▸ Stored data entries:

_ _ _ _ _

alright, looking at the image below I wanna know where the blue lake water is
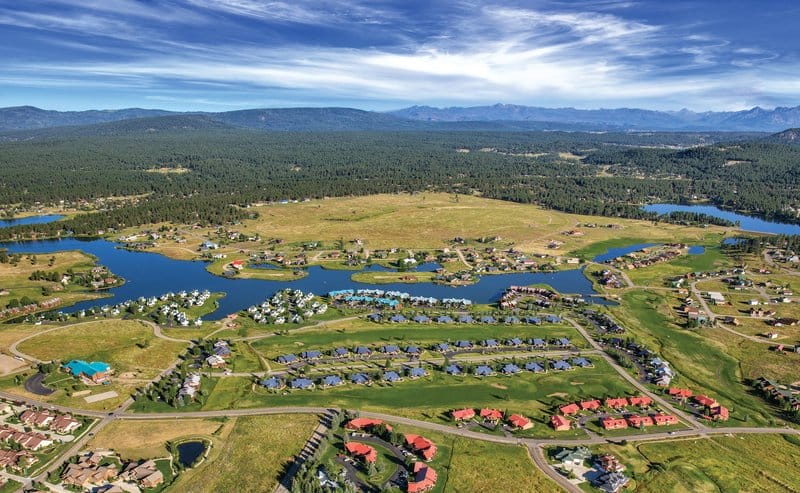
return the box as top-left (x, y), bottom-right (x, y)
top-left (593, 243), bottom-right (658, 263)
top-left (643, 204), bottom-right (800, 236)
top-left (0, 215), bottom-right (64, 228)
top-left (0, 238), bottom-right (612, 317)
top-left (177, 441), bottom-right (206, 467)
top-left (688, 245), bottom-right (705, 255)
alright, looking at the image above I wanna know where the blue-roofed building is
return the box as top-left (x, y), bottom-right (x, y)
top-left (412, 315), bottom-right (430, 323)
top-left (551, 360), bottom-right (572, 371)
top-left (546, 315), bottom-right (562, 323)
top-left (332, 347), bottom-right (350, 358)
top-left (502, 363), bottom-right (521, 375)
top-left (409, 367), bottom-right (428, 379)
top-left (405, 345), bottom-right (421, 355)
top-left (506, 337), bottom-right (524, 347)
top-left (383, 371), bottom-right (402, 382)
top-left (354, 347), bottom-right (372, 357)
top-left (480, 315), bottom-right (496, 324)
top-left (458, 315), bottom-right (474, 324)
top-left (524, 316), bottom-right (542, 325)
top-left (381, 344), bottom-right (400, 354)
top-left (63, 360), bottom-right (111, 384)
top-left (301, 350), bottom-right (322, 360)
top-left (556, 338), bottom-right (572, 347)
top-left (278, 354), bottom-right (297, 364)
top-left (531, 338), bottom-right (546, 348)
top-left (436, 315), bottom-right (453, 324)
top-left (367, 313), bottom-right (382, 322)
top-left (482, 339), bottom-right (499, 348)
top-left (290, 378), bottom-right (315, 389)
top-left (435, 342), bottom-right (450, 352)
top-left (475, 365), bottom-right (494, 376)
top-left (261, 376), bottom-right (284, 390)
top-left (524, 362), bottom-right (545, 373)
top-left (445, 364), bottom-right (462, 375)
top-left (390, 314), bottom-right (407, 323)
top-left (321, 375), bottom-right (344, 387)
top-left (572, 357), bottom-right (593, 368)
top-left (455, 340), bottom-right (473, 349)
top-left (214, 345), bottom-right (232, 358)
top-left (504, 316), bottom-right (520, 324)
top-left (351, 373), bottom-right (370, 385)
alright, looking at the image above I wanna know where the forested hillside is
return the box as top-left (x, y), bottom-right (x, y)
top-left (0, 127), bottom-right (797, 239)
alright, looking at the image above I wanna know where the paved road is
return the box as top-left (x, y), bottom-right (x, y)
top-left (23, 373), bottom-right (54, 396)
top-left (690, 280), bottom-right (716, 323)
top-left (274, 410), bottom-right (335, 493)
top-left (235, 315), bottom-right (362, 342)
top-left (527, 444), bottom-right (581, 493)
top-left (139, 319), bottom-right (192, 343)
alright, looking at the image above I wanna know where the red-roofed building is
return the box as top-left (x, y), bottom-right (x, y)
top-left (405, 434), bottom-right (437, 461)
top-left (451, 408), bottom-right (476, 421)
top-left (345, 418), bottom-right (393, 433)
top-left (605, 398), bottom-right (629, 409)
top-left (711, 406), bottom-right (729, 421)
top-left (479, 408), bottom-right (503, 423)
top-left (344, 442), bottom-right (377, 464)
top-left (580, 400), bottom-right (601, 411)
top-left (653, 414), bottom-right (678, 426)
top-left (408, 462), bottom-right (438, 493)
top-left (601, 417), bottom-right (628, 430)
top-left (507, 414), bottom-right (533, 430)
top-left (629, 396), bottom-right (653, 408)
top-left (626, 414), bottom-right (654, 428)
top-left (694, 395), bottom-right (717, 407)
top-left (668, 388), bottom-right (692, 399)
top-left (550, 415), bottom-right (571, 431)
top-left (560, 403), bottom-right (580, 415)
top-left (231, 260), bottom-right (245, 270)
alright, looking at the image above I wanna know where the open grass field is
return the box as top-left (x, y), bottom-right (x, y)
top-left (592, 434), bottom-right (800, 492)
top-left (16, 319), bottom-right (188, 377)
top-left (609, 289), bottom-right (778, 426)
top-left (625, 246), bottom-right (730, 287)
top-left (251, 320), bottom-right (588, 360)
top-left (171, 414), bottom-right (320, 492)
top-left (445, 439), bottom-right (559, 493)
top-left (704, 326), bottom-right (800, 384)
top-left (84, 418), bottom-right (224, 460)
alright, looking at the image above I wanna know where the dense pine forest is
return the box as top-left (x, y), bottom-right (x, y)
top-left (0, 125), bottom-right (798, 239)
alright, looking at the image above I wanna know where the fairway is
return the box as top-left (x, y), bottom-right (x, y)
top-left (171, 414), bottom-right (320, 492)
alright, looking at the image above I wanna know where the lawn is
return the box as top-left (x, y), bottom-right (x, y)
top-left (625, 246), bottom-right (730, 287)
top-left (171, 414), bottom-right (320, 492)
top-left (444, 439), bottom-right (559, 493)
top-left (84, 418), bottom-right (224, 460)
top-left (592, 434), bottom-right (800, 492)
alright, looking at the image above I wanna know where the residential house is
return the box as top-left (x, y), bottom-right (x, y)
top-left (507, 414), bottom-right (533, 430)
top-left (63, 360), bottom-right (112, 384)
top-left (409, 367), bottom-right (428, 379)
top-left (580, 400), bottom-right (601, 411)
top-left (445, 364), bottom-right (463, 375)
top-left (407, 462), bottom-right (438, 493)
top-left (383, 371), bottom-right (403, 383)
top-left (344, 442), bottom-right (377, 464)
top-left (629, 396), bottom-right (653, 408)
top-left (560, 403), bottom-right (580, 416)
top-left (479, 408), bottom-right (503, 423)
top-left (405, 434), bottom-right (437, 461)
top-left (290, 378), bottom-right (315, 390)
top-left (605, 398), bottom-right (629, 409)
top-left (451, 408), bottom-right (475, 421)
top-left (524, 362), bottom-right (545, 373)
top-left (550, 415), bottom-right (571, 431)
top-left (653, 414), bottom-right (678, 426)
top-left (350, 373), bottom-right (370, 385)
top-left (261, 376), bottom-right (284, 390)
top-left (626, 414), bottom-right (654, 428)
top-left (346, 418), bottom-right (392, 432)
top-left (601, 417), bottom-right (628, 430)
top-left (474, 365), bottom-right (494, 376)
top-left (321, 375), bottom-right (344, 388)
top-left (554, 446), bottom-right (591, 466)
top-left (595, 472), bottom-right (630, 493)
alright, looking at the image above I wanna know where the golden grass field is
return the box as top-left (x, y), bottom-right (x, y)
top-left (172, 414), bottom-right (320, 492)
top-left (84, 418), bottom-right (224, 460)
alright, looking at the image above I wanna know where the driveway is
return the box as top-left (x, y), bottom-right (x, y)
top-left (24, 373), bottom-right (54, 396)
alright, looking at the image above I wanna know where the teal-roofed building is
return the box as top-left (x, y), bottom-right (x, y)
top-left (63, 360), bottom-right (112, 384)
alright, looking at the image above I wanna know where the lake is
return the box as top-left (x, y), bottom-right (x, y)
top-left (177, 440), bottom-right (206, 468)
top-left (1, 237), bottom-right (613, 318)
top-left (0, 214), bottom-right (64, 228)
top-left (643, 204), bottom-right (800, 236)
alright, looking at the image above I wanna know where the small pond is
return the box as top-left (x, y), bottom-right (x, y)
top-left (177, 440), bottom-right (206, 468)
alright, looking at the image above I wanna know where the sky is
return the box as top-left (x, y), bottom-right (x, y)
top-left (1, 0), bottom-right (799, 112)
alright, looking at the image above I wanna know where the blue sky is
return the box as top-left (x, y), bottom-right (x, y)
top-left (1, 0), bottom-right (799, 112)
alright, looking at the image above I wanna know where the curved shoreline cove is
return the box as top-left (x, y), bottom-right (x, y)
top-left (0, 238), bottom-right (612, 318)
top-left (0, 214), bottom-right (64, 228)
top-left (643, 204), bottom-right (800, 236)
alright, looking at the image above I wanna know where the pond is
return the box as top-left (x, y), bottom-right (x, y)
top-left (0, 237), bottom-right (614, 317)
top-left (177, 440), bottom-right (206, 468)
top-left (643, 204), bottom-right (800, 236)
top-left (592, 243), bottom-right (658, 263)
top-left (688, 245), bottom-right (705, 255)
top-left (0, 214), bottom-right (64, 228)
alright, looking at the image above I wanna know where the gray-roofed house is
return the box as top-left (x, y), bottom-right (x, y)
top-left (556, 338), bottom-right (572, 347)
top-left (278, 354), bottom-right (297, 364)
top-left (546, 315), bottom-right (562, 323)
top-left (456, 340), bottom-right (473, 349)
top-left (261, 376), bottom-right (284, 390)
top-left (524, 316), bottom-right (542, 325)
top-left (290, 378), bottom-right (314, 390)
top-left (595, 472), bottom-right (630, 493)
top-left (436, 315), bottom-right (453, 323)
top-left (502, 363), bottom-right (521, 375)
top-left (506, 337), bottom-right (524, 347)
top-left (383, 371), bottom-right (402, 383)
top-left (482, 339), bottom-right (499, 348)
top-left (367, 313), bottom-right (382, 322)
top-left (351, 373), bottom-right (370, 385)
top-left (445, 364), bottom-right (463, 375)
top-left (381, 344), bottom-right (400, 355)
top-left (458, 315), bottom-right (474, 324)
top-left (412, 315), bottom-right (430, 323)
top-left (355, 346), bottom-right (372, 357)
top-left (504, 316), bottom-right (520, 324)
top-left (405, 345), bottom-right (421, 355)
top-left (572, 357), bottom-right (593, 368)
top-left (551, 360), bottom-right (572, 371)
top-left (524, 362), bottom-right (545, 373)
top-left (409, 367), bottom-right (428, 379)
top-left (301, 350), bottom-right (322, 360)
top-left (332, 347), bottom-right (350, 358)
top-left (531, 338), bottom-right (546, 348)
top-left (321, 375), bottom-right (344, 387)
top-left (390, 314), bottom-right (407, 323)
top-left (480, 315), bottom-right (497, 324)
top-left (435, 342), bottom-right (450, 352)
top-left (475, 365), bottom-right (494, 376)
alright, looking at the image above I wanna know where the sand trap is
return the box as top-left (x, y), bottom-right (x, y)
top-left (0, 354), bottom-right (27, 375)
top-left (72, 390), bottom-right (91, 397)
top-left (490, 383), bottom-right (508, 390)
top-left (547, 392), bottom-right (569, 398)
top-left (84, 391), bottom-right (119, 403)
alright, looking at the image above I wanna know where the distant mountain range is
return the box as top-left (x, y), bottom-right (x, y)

_ _ _ _ _

▸ ASSIGNMENT: Look back at the entries above. Retype the line with "where the sky is", the line with "gray-roofed house is", and all lines in between.

▸ YOUR SOLUTION:
alright, looking at the image above I wanna know where the sky is
return the box as top-left (x, y), bottom-right (x, y)
top-left (1, 0), bottom-right (799, 112)
alright, looking at the image above I wanna know where the blue sky is
return the box as top-left (x, y), bottom-right (x, y)
top-left (1, 0), bottom-right (799, 112)
alright, looking at the image above I wanna know where the curved shoreline cove is
return the box as top-left (x, y), bottom-right (x, y)
top-left (0, 238), bottom-right (612, 318)
top-left (0, 214), bottom-right (64, 228)
top-left (643, 204), bottom-right (800, 236)
alright, looking at the image above I wanna know where the pond is
return the box as top-left (x, y), bottom-right (x, y)
top-left (0, 237), bottom-right (614, 317)
top-left (177, 440), bottom-right (206, 468)
top-left (643, 204), bottom-right (800, 236)
top-left (592, 243), bottom-right (658, 263)
top-left (688, 245), bottom-right (705, 255)
top-left (0, 214), bottom-right (64, 228)
alright, looking at the image above I wanna know where the gray-roofed house is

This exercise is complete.